### Problem 1
In one to three sentences, explain why, according to the passage below on Rubio's college accreditation plan, some programs that would gain the most from his ideas aren't sure they want them.

### Provided passage
* * * *
Creating a way for startups to access some federal financial aid programs would certainly make those programs more attractive to low-income students. And Rubio makes clear that his plan is meant for people who want some kind of postsecondary credential, not necessarily a four-year degree. He's pledged to push the federal government to set an example by hiring workers with alternative college credentials — Udacity "nanodegrees," for example — to prove the value those alternatives could have in the workplace.
But the idea that accreditation reform will lead to improvements for most college students hinges on the idea that accreditation is a barrier to innovation, and that innovation alone is enough to push more traditional colleges to change.
That's a much more tenuous case. Cheaper alternatives to a college degree would be most likely to affect for-profit colleges, whose degrees are far more expensive than some of the startup alternatives, and community colleges, which target a similar market of people who mostly want a credential to get a better job.
Some programs that would benefit the most from Rubio's ideas aren't sure this is what they want. Buying into the federal financial aid system means being subject to far more government regulation than playing outside of it does.
General Assembly, a startup that offers classes meant to prepare students for tech jobs, doesn't have traditional accreditation and so can only offer its students loans from banks and finance companies, not the federal government.
* * * *
### Problem 2
From the records below, extract every line that contains the word "brown". Case counts.

### Records from a dataset
* * * *
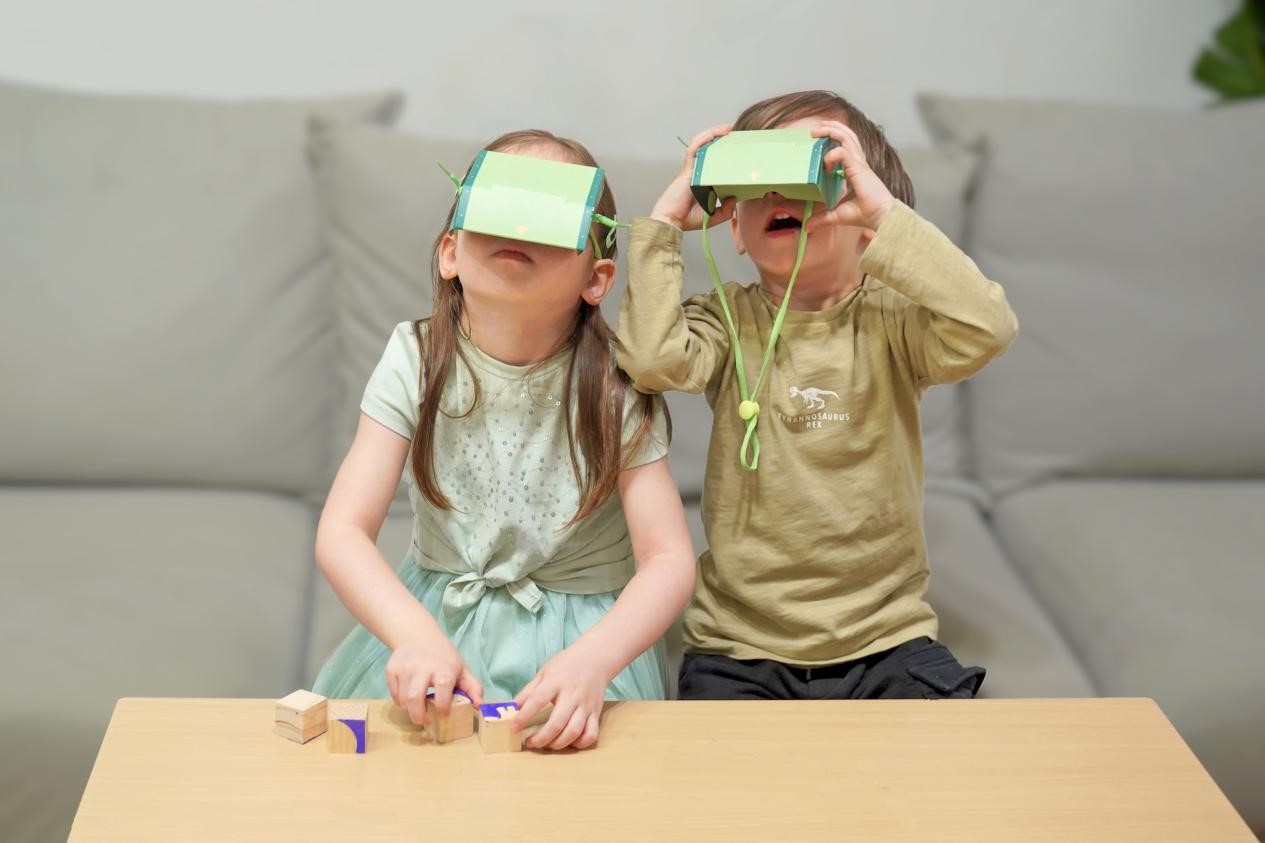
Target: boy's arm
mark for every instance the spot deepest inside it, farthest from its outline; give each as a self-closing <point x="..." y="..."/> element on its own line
<point x="959" y="319"/>
<point x="663" y="344"/>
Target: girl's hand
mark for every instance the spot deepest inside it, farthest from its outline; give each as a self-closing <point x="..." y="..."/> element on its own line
<point x="576" y="685"/>
<point x="418" y="665"/>
<point x="867" y="199"/>
<point x="677" y="205"/>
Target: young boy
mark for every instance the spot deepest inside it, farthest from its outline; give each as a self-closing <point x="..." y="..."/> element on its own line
<point x="814" y="581"/>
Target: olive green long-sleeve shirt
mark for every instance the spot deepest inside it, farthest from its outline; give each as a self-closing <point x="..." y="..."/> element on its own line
<point x="819" y="556"/>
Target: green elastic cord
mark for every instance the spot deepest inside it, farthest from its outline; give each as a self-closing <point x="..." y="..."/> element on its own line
<point x="449" y="174"/>
<point x="748" y="409"/>
<point x="612" y="224"/>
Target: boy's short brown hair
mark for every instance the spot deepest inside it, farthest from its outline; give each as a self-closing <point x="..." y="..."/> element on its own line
<point x="883" y="160"/>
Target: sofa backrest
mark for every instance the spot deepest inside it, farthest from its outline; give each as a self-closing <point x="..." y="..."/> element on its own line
<point x="163" y="290"/>
<point x="1129" y="242"/>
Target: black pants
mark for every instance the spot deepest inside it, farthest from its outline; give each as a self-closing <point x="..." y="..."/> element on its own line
<point x="916" y="670"/>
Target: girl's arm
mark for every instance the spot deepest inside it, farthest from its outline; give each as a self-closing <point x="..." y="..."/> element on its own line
<point x="576" y="679"/>
<point x="348" y="556"/>
<point x="663" y="344"/>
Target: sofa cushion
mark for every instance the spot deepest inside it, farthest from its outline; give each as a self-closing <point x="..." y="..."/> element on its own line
<point x="1158" y="587"/>
<point x="386" y="201"/>
<point x="988" y="615"/>
<point x="165" y="310"/>
<point x="134" y="593"/>
<point x="1127" y="243"/>
<point x="330" y="619"/>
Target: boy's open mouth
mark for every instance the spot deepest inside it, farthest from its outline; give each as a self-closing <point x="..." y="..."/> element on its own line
<point x="782" y="220"/>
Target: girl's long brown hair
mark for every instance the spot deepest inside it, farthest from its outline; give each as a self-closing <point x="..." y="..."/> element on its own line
<point x="598" y="385"/>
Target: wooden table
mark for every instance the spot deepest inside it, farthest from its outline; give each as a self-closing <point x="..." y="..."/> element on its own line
<point x="953" y="770"/>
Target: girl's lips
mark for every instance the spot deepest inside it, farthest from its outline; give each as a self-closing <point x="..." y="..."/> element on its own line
<point x="512" y="255"/>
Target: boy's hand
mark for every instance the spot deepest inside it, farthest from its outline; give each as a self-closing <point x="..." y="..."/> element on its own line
<point x="677" y="205"/>
<point x="867" y="199"/>
<point x="415" y="666"/>
<point x="576" y="685"/>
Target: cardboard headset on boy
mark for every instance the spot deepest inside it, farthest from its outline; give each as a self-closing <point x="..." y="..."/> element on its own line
<point x="748" y="165"/>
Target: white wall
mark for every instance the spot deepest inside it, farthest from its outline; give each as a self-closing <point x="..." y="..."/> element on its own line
<point x="629" y="75"/>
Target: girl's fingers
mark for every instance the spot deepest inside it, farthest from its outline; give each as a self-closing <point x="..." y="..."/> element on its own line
* * * *
### Correct result 1
Joining the federal financial aid system would put them under far more government regulation than they face by staying outside it.

### Correct result 2
Target: boy's short brown hair
Target: girl's long brown hair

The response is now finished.